● **Requirement 1**:
Give back everything in the Lake Erie tournament thread from "The fourth stop" down to "each and all.", copied word for word.
● **Requirement 2**:
Pick up the Lake Erie tournament thread after its final line and keep it going.

● **Source**:

-- Begin --

# Bends Mender ERIE 7/26 BlkRiver



## Nipididdee (Apr 19, 2004)

The fourth stop of the NOAA series begins promptly at 6am from the Wharf ramp of the Black River in Lorian this Saturday.

Featuring a new product designed for ease of Lake Erie anglers, the Bends Mender will be featured for each and every team to assist with on the water, through the mouth, air bladder deflation of hopefully some BIG brown smallies for each and all.

FREE $25,000 WWC points are offered to the top 10 teams and the current field stands at 24 of the best Lake Erie anglers around. If paid entries stopped today, that's a 1 in 24 shot at $2400!!!

Entires accepted via credit card online up to this Friday- ramp pays accepted the morning of up to 60 teams. If you wanna mail it- work quick, time is tickn'

For more info on NOAA or Bends Menders checkout www.dobass.com and the respective links therein. There is also some recent past event updates made just last night. Click around!!!

The big dogs are coming out...don't be CHICKEN!!!  Weather looks promising at this early date and a great chance to see where you fall against some of the most notorious Erie anglers around.

nip


----------



## WB185Ranger (May 18, 2006)

Hey Rory! Its so cool, I see Balog is fishing, gotta love that guy  Rock On!! WB


----------



## Cull'in (Nov 21, 2005)

Nipididdee said:


> The big dogs are coming out...don't be CHICKEN!!!  Weather looks promising at this early date and a great chance to see where you fall against some of the most notorious Erie anglers around.
> nip


_Saturday...South wind 5 - 15 knots becoming west, waves 2' or less_    Keeping my fingers and toes crossed!

Gotta say up front, I don't plan on letting it happen but I won't be embarrassed if I get whupped by the likes of Coates, Balog and Franks on Erie. Where's Vic?


----------



## Nipididdee (Apr 19, 2004)

Culin', keep us posted on the weather, you are the official eye in the sky!!!  

They eat better in 8'ers though!!!

Very impressed with your entry, I heard recently you stayed in the cabin on Kentucky Lake during some wind...I'm goona fix you


----------



## Cull'in (Nov 21, 2005)

Nipididdee said:


> Culin', keep us posted on the weather, you are the official eye in the sky!!!
> 
> They eat better in 8'ers though!!!
> 
> Very impressed with your entry, I heard recently you stayed in the cabin on Kentucky Lake during some wind...I'm goona fix you


Kentucky Lake was a looong time ago and those were legit 6 footers...I...um...had the flu...or couldn't find my fishing license...err...somehthing like that! 

I've been loyal to the NOAA from day one, I'll show for Erie. Besides, you only live once. You planted this seed last fall anyhow! 

Weather update later tonite, headed to Springfield for some little pond pigs.

-- End --

● **Data section**:
-- Begin --

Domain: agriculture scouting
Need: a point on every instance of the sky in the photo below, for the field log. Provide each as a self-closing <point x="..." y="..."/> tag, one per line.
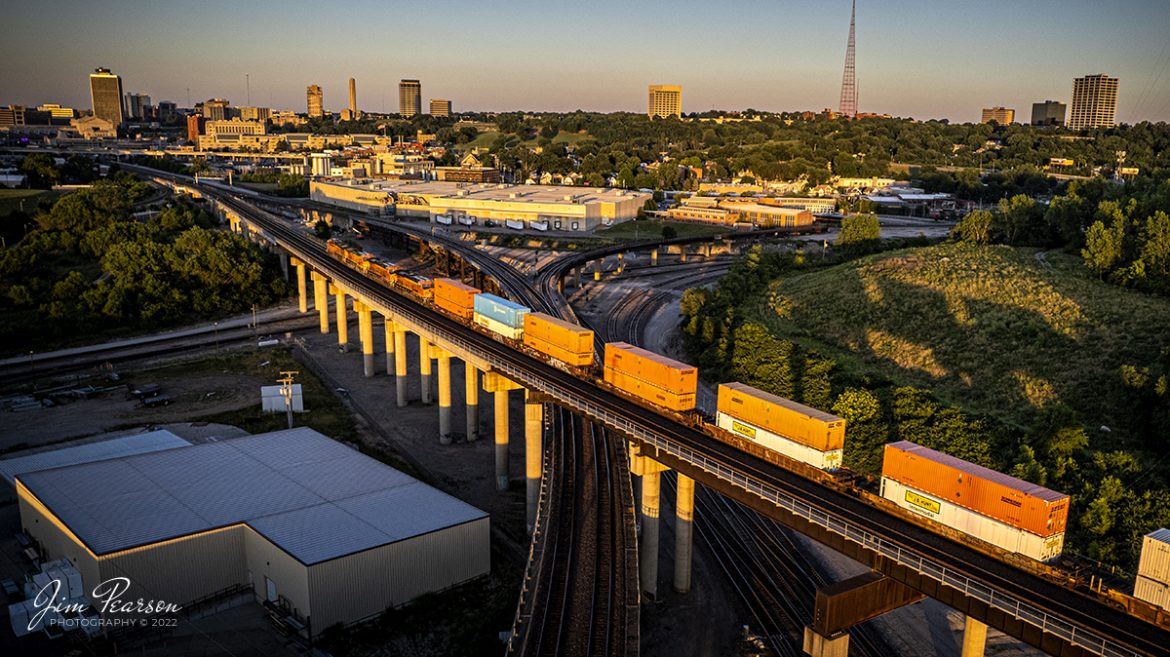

-- End --

● **Task result 1**:
The fourth stop of the NOAA series begins promptly at 6am from the Wharf ramp of the Black River in Lorian this Saturday.

Featuring a new product designed for ease of Lake Erie anglers, the Bends Mender will be featured for each and every team to assist with on the water, through the mouth, air bladder deflation of hopefully some BIG brown smallies for each and all.

● **Task result 2**:
----------



## Cull'in (Nov 21, 2005)

SW winds 10-15 knots becoming west, waves 1-3 ft.


----------



## goodday (Dec 24, 2004)

I s there a 3 or 5 fish limit?


----------



## Nipididdee (Apr 19, 2004)

As discussed at the preseason meeting at Rodmakers this winter, there will be a reduced creel limit for teams for this event.
http://www.ohiogamefishing.com/community/showthread.php?t=98958

The imposed reduction will be determined upon the final number of teams participating.

Currently, you can anticipate there will be a *FOUR* fish limit per team. 

In the event we register several more teams, this may be reduced to THREE.

The reduced creel as an effort to further minimize our total impact while there.

nip


----------



## fishin4five (Dec 2, 2005)

What about those big green fish out there...can I still bring in 5 of those?!?  

I'm just kidding.


----------



## Cull'in (Nov 21, 2005)

SATURDAY...SOUTHWEST WINDS 10 TO 15 KNOTS BECOMING WEST. A
CHANCE OF SHOWERS AND THUNDERSTORMS. WAVES 2 FEET OR LESS.


I'm gettin pumped!!!


----------



## Nipididdee (Apr 19, 2004)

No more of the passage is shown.